Data provided »
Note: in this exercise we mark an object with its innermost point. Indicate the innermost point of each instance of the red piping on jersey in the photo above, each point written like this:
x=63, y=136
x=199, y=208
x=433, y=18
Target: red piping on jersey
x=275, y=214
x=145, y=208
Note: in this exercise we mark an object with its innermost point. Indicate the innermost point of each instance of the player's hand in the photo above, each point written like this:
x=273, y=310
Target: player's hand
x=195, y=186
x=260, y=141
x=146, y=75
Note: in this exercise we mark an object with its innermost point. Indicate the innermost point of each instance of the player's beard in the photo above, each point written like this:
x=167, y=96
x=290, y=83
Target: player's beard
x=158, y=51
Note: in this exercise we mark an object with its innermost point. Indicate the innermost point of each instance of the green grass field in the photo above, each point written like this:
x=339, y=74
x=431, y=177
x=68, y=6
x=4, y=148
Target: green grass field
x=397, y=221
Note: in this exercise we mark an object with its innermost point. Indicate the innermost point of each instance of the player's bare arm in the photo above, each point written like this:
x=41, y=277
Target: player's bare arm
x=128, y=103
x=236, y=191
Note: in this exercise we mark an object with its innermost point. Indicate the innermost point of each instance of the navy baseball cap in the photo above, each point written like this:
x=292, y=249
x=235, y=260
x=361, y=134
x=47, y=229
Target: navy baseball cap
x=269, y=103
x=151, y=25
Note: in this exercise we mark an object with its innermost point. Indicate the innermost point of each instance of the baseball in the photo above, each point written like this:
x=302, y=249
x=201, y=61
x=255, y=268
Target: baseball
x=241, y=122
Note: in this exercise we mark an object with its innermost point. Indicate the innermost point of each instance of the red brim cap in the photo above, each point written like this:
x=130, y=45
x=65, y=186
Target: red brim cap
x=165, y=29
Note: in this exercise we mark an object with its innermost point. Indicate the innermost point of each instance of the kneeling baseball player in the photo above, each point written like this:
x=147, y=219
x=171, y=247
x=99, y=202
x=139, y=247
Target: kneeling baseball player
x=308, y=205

Task objective » Each line of the data must be retyped exactly.

Task solution »
Note: in this exercise we mark an object with its innermost point. Indicate the innermost point of each instance of the red piping on jersey in the photo above, each point written like this:
x=63, y=136
x=199, y=208
x=433, y=18
Target: red piping on jersey
x=275, y=214
x=145, y=208
Note: in this exercise we mark an object with its innermost point. Indicate the innermost point of each instance of the player's hand in the photo above, each point written like this:
x=273, y=310
Target: player's hand
x=195, y=186
x=260, y=141
x=146, y=75
Note: in this exercise we mark an object with its innermost point. Indicate the innermost point of each instance of the player's beard in the photo above, each point written like this:
x=167, y=96
x=290, y=83
Target: player's beard
x=158, y=51
Note: in this exercise we mark an object with its innermost point. Indicate the innermost point of each instance of the green grass field in the photo above, each point written like this:
x=339, y=74
x=431, y=177
x=68, y=6
x=4, y=148
Target: green grass field
x=397, y=221
Note: in this exercise we mark an object with its innermost point. Indicate the innermost point of each instance of the player's bare arm in the photo above, each point written like this:
x=41, y=277
Target: player's bare arm
x=128, y=103
x=236, y=191
Note: in this exercise we mark an object with its innermost point. Indicate the innermost point of each instance of the navy baseball cap in the photo above, each point written like this:
x=292, y=249
x=235, y=260
x=361, y=134
x=47, y=229
Target: navy baseball cap
x=269, y=103
x=151, y=25
Note: in this exercise we mark an object with its innermost point. Indicate the innermost point of each instance of the baseball in the photo above, each point written like this:
x=302, y=249
x=201, y=61
x=255, y=268
Target: baseball
x=241, y=122
Note: in this exercise we mark an object with its innermost point. Indicate the innermost point of each instance of the red brim cap in the photo above, each point written like this:
x=130, y=45
x=65, y=186
Target: red brim cap
x=165, y=29
Note: in this exercise we mark an object with its innermost point. Indicate the innermost point of each instance of the kneeling baseball player in the photo above, each point written like this:
x=147, y=219
x=171, y=247
x=99, y=202
x=139, y=247
Target: kneeling baseball player
x=308, y=205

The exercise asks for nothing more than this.